Task instructions:
Pull out the lines of data below word for word, beginning with the line that contains "Target: birch tree trunk" and continuing through the final line of the data.

[Lines of data]
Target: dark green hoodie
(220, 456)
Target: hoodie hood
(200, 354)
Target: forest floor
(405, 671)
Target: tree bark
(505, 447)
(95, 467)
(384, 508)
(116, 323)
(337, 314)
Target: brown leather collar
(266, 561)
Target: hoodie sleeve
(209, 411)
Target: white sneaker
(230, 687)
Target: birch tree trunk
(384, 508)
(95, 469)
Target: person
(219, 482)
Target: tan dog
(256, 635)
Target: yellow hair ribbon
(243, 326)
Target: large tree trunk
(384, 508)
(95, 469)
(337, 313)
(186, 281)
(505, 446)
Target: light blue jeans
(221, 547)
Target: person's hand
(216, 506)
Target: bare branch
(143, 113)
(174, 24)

Expected answer:
Target: birch tree trunk
(384, 508)
(95, 469)
Target: person
(219, 482)
Target: tan dog
(256, 635)
Target: yellow hair ribbon
(243, 326)
Target: large tree trunk
(384, 508)
(95, 469)
(337, 313)
(186, 281)
(505, 446)
Target: light blue jeans
(221, 547)
Target: person's hand
(216, 506)
Target: bare branch
(143, 113)
(174, 24)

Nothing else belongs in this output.